Everything from the line containing "man in shorts" to the final line of the records below should be given again exactly, and nothing else.

******

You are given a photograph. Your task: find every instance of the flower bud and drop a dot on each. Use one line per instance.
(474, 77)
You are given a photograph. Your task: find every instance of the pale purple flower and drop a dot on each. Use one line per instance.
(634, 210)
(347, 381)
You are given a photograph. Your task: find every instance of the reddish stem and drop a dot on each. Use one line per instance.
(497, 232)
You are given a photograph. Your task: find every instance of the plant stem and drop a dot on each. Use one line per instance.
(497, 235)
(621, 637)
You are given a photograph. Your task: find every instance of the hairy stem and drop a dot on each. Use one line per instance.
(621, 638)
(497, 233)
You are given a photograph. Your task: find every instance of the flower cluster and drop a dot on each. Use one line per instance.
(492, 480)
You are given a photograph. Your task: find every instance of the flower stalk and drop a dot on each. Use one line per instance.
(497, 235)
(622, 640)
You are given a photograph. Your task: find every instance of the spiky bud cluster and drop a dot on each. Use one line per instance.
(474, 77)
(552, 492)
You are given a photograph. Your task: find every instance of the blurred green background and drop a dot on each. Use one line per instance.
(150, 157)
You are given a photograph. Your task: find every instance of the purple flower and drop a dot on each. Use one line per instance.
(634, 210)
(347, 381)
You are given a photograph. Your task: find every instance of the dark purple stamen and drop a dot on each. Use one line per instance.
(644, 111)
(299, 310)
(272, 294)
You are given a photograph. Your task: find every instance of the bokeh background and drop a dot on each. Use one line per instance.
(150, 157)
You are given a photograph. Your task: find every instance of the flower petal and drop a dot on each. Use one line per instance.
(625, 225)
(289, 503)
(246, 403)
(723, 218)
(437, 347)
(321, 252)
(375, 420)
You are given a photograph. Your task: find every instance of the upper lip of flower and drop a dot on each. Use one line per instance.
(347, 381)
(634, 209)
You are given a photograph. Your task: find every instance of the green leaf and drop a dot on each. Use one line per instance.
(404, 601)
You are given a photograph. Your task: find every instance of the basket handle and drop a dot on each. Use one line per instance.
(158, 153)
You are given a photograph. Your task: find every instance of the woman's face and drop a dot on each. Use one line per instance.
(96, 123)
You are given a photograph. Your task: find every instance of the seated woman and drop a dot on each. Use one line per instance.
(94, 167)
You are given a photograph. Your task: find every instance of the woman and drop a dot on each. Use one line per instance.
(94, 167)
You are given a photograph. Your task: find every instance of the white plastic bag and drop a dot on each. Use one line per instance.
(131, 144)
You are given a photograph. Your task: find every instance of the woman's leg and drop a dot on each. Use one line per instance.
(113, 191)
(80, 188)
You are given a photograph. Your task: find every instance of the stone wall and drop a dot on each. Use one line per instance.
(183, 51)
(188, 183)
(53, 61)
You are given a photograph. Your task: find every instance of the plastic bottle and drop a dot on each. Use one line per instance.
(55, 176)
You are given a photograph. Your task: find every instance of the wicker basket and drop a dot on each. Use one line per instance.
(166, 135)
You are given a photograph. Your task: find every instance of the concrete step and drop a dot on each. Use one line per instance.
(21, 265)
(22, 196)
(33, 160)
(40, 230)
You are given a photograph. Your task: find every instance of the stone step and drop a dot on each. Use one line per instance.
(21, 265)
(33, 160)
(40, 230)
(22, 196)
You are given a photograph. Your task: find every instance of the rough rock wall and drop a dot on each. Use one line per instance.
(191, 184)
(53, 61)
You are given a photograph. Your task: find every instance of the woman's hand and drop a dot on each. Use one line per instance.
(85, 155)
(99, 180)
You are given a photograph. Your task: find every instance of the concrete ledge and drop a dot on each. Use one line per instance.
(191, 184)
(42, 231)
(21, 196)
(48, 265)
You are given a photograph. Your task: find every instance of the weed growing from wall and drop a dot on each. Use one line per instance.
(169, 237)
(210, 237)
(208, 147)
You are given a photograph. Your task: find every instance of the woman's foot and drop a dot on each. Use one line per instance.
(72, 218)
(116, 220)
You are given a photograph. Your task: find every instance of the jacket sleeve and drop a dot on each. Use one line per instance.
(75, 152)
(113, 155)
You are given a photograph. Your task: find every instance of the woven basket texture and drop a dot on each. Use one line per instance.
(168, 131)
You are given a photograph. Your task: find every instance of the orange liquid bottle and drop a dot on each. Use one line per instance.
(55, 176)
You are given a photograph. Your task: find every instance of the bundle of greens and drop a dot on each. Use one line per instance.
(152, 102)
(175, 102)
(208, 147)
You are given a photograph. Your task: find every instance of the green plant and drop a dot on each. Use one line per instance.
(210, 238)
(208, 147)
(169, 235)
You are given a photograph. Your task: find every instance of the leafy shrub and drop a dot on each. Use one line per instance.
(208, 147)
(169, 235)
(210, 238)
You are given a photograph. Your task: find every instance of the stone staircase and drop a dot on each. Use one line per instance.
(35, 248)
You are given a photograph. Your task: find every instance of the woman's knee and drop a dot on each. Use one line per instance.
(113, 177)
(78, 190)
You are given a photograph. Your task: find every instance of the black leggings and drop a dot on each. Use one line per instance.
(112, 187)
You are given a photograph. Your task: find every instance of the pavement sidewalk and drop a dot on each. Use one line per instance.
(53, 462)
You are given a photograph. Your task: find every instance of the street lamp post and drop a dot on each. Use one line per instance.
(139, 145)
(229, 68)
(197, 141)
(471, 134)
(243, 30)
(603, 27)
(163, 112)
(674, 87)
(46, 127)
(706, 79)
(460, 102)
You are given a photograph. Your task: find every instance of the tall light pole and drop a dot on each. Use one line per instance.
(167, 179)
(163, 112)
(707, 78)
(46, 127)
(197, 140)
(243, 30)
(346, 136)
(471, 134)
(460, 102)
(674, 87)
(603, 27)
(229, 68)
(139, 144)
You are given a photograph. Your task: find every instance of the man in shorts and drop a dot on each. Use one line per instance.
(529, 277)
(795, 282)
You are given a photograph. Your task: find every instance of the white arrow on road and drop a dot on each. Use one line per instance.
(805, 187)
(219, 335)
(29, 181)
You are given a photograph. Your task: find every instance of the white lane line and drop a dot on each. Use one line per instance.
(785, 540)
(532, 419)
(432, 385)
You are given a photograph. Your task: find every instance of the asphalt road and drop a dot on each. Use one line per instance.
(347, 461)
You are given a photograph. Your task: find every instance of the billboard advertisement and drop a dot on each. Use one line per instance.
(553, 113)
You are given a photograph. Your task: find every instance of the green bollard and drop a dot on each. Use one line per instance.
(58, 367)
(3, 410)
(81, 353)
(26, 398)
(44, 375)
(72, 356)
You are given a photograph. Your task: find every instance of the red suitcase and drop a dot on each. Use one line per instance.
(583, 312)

******

» Written solution
You are given a photograph. Your task: find every instance of the man in shorts and drop a dot on each. Use one line per instance.
(529, 277)
(795, 282)
You are given a photograph. Your task: find every instance of the white arrow on road and drop a dot on each. Use one line per instance.
(805, 187)
(219, 335)
(29, 181)
You are given a photograph. Your task: find every instance of the white lane line and drop a dot on each. Use one line per instance.
(785, 540)
(532, 419)
(432, 385)
You are given a photograph. Your task: find every instance of the asphalt road and drop a dot on each. Use one line per instance.
(347, 461)
You are given a photograph. Your task: find every instance of the billboard advertisement and drop a dot on each. Use one line per instance.
(553, 113)
You are given a photograph. Your task: find every instance of the green bollard and drop a dot on each. Use one line per instance.
(58, 367)
(3, 410)
(81, 353)
(26, 398)
(44, 375)
(72, 356)
You are given a photograph. Your task: find every instance of the red suitcase and drop a dot on each. Use one line per instance.
(583, 312)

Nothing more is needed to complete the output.